» TASKS TO CARRY OUT
(a) Summarize the excerpt on the Interim Rule's application requirements in two sentences.
(b) According to the excerpt on the Interim Rule's application requirements, what satisfies the rule that an employer may not use Program reimbursements for its own general revenue?
(c) From the excerpt on the Interim Rule's application requirements, set down the passage that begins at the words "The sponsor’s cost" and stops after the words "be in place.".

» SOURCE EXTRACT
━━━


            The cost savings program must be “in place.” The Program is not, apparently, intended to serve as an incentive for new cost savings programs.

            The sponsor’s cost savings programs do not have to cover all high cost and chronic conditions. Sponsors must take a “reasonable approach” in identifying conditions for which cost-savings programs must be in place.

»          How funds will reduce participant or employer costs. The application must describe how reimbursements under the Program will reduce participants’ out of pocket costs, or reduce “health benefit or health benefit premium costs for the sponsor.” That is, reversing an earlier White House statement, the Interim Rule allows the employer to use Program reimbursements to offset employer costs under its health plan. By statute, however, the employer may not use Program reimbursements for its own “general revenue.” The Interim Rule clarifies that this requirement is satisfied if the employer satisfies the maintenance of effort requirement described immediately below.

            While reimbursements are paid only for the claims of “early retirees” as defined by the Interim Rule, the employer may use the reimbursements to reduce costs (participant or employer) related to all participants in the relevant plan. 75 Fed. Reg. 24450, 24458.This adds flexibility for plans covering both active and retired employees, and over-age-65 retirees.

»          Maintenance of Effort. The application must explain how the employer will maintain its same “level of effort in contributing to support” its plan. As an example, the preamble states that the sponsor of an insured plan must show it will use Program funds to “pay for increases in… the sponsor’s premium, or increases in other health benefit costs” [emphasis supplied]. 75 Fed. Reg. 24450, 24456.

━━━

» STORED DATA
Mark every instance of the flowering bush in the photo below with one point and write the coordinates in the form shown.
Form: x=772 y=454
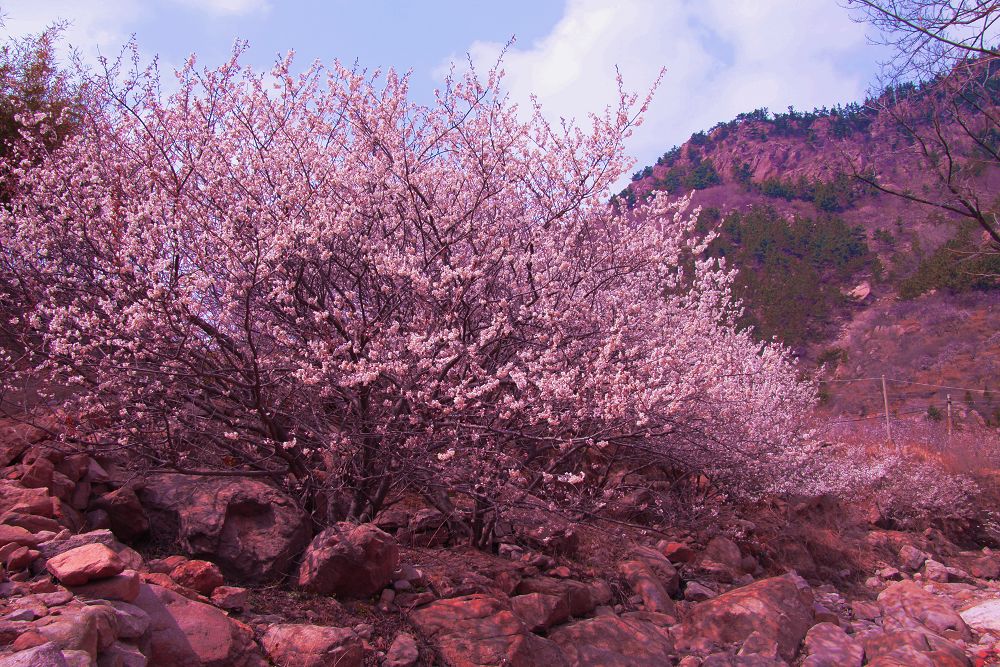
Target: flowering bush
x=310 y=277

━━━

» OUTPUTS FOR THE TASKS
(a) The application must show that cost savings programs are already in place for conditions chosen through a reasonable approach, and must describe how Program reimbursements will lower participants' out-of-pocket costs or the sponsor's health benefit or premium costs. The employer may use reimbursements to cut costs for all participants in the relevant plan but not as its own general revenue, and it must explain how it will maintain its same level of effort in contributing to the plan.

(b) The employer satisfies it by meeting the maintenance of effort requirement.

(c)
The sponsor’s cost savings programs do not have to cover all high cost and chronic conditions. Sponsors must take a “reasonable approach” in identifying conditions for which cost-savings programs must be in place.